[Dataset items]

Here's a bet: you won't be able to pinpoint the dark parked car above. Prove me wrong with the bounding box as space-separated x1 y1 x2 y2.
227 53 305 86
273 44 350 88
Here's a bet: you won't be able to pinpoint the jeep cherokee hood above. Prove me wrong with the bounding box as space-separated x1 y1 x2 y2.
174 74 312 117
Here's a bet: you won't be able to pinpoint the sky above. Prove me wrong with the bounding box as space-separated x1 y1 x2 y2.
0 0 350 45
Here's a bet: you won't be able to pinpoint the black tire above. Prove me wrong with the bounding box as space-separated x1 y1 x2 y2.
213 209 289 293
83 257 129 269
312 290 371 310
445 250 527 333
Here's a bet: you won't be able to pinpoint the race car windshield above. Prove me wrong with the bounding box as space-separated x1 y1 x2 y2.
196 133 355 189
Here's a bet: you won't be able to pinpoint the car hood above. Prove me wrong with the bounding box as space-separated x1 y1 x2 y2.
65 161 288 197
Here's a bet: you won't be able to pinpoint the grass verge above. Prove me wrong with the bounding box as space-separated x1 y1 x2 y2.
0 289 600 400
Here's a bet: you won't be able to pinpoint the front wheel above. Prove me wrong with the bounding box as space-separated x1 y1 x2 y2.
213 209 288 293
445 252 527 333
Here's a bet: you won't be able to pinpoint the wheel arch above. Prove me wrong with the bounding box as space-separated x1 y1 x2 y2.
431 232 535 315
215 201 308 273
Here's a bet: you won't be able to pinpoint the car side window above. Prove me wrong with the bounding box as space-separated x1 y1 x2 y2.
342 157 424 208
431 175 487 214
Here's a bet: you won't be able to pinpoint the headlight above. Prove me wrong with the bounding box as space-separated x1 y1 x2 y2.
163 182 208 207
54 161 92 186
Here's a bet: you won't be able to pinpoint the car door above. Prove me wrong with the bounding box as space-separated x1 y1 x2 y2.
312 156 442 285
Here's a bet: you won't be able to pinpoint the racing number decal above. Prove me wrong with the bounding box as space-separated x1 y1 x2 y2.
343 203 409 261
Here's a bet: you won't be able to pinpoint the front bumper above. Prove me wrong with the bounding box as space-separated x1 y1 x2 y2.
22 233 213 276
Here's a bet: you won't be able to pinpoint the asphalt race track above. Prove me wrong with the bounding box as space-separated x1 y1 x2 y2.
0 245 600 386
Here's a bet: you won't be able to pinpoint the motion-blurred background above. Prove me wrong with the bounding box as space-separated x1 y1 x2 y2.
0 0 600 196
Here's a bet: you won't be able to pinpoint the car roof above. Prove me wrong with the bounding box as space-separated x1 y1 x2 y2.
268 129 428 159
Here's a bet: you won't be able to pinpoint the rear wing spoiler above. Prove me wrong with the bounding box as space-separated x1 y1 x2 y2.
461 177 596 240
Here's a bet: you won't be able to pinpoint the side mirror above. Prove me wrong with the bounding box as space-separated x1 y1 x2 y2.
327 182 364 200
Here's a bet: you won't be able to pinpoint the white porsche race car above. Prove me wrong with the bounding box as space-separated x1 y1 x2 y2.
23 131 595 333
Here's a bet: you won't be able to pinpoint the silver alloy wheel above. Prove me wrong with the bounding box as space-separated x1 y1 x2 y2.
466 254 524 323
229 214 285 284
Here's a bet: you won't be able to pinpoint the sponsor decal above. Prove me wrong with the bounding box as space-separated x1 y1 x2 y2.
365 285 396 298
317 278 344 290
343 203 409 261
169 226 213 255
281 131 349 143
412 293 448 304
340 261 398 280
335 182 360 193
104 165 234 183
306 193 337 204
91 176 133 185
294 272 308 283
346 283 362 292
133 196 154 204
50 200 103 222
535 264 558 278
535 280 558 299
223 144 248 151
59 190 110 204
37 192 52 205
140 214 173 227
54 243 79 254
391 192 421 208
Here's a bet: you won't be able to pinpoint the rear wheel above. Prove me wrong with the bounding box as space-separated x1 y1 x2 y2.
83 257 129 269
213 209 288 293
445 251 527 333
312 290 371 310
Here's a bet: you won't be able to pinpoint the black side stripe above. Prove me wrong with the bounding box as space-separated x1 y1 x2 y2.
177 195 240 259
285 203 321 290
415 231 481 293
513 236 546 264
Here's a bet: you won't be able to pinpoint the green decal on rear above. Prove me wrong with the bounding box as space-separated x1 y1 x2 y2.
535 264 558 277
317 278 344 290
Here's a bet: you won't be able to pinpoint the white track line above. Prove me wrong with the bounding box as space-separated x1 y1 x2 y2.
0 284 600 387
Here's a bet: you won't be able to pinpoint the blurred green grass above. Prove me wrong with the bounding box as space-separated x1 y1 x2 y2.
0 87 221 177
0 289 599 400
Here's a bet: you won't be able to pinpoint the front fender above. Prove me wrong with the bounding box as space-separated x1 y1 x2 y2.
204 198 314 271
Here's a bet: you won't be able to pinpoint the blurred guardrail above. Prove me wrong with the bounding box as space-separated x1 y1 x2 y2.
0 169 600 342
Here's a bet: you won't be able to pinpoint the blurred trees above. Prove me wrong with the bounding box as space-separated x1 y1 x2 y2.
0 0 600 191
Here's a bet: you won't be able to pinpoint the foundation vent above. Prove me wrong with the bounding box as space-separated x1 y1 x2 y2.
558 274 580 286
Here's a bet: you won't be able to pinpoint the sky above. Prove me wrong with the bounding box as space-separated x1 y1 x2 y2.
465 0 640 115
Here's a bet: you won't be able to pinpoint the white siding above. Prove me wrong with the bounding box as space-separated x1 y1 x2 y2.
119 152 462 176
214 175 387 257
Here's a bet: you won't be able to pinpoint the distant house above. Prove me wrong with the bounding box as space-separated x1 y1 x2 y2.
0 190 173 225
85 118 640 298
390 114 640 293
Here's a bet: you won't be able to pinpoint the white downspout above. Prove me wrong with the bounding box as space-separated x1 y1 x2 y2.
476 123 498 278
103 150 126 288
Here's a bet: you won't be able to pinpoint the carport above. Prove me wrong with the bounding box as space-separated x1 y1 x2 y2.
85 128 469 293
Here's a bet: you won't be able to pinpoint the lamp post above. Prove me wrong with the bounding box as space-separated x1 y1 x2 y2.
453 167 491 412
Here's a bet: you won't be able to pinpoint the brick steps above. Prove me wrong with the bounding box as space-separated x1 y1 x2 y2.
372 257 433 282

**EXERCISE OBJECTIVE**
Select every line in the items above that contains the word "front", and copy each of those lines in full.

**RIGHT ANSWER**
Here's a bet: you won't be able to pinpoint the front wheel above. Prove me wrong with the bounding box as space-separated x1 y1 x2 y2.
Here's a bet: you won't be able to pinpoint the front bumper above. Prove me wrong with the bounding box as space-separated x1 y1 x2 y2.
Here's a bet: you won't be able to pinpoint the front fender above. Prove me wrong with the bounding box as space-separated x1 y1 x2 y2.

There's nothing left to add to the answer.